(Supplied records):
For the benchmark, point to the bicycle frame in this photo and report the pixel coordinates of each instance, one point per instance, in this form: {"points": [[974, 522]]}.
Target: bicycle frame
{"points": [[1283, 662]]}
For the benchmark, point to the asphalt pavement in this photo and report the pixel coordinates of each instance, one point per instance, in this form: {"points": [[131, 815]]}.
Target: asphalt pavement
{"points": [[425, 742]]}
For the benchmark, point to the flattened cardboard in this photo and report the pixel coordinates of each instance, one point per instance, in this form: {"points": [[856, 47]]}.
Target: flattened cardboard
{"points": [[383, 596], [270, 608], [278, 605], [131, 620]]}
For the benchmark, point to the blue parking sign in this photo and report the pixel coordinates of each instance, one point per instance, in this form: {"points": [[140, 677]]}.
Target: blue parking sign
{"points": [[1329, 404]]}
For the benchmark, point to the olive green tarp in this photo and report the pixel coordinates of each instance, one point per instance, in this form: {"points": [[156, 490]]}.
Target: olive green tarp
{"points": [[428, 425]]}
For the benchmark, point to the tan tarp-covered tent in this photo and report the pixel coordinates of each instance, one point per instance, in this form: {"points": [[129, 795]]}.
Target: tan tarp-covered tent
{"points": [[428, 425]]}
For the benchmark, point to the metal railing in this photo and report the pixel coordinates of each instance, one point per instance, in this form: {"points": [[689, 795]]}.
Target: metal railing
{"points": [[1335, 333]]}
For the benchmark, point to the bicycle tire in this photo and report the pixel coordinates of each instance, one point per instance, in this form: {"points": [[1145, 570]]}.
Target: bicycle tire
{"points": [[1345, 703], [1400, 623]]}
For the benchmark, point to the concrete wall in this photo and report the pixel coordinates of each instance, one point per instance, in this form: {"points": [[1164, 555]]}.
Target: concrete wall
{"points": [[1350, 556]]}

(Given problem): Please rewrite the whole listing above, replacing "Target" with "Object" and leaving everything else unchanged.

(Written solution):
For the benchmark, point to the bicycle frame in this photo and report the pixel coordinates of each instance, one point per instance, in this form: {"points": [[974, 522]]}.
Object: bicycle frame
{"points": [[1283, 662]]}
For the benchmark, point to the asphalt pavement in this photo and report the pixel coordinates of each instance, one point per instance, in this form: {"points": [[131, 815]]}.
Object: asphalt pavement
{"points": [[425, 742]]}
For the benchmark, point to the flattened cardboard in this photo and report the pixel coordinates of each instance, one point per instance, in this form: {"points": [[856, 47]]}.
Object: flattened cardboard
{"points": [[383, 596], [270, 608], [278, 605], [131, 620]]}
For the benchmark, point to the blue parking sign in this photo and report the pixel coordinates of each instance, one point per instance, in this form: {"points": [[140, 677]]}.
Object: blue parking sign
{"points": [[1329, 404]]}
For the benchmark, point to the olive green tarp in this photo and report the pixel coordinates of each instance, one point per instance, in this form: {"points": [[156, 490]]}.
Object: olive green tarp
{"points": [[428, 425]]}
For the benchmark, point to the tan tarp-covered tent in this photo and report the pixel coordinates of each instance, one point per instance, in this form: {"points": [[129, 795]]}.
Object: tan tarp-covered tent
{"points": [[428, 425]]}
For the benchmark, point to the metal railing in this photo and report the pixel coordinates of each instance, one point per instance, in this form: {"points": [[689, 795]]}.
Object: metal railing
{"points": [[1335, 333]]}
For the benchmark, point to the bicycle tire in this photo and report the pixel coordinates of each instance, one point per instance, in this form: {"points": [[1145, 570]]}.
Object: bicycle tire
{"points": [[1345, 703], [1400, 623]]}
For the benchmark, point to the concrete wall in this photo and report the pixel coordinates of each instance, one point per instance, in this form: {"points": [[1164, 555]]}.
Object: concrete wall
{"points": [[1350, 556]]}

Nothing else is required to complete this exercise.